Prompt
Search the entries for the word "Target". Copy every line where it turns up.

The records
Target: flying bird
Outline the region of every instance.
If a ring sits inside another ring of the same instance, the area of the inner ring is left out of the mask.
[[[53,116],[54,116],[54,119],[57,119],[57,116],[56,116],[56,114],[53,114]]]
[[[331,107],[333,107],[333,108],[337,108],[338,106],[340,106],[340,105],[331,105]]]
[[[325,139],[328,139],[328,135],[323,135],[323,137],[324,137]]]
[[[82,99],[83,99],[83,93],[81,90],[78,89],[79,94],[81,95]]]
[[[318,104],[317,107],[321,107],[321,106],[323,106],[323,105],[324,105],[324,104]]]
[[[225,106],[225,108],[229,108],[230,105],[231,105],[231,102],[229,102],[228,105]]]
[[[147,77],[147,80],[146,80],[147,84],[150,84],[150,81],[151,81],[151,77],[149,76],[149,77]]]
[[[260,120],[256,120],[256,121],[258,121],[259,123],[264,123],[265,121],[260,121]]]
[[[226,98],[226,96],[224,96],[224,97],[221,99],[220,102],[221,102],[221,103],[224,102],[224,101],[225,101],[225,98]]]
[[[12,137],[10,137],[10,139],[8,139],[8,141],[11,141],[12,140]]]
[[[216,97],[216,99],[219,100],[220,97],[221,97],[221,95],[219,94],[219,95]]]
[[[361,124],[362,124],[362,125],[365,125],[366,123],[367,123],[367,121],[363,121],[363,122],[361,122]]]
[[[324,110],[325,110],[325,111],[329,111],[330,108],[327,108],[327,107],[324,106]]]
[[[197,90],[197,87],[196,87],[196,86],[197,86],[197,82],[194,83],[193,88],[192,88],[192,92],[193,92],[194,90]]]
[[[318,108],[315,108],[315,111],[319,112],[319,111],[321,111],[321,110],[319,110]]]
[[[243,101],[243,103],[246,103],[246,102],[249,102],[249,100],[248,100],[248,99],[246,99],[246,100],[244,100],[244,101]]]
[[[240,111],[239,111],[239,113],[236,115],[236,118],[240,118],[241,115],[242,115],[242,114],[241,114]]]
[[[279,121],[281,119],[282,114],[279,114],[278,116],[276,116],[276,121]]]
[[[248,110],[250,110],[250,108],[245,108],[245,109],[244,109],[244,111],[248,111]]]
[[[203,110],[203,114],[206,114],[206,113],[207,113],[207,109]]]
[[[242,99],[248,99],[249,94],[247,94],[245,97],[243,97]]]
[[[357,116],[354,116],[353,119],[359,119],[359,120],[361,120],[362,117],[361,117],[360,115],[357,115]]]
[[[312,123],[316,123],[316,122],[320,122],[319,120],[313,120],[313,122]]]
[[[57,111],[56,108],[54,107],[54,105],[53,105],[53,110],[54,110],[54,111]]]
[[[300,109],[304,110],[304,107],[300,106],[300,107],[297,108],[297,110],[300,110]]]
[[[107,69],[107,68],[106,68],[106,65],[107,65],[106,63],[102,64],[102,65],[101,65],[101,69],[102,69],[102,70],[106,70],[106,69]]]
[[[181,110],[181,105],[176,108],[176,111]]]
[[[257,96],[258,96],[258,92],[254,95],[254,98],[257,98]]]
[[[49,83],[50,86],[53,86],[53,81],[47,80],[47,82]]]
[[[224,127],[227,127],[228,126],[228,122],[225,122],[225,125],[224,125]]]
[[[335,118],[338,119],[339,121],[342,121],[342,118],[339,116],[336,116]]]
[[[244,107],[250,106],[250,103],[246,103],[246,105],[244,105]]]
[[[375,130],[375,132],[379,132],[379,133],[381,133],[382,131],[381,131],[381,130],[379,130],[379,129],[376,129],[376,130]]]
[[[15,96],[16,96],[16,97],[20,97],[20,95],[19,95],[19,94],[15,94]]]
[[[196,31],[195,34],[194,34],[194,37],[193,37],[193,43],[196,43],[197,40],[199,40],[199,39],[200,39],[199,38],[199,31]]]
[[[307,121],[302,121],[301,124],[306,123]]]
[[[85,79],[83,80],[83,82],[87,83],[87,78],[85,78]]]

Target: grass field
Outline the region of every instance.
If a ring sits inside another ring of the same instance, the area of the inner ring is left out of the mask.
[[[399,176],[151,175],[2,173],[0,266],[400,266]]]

Answer for the task
Target: flying bird
Target: grass field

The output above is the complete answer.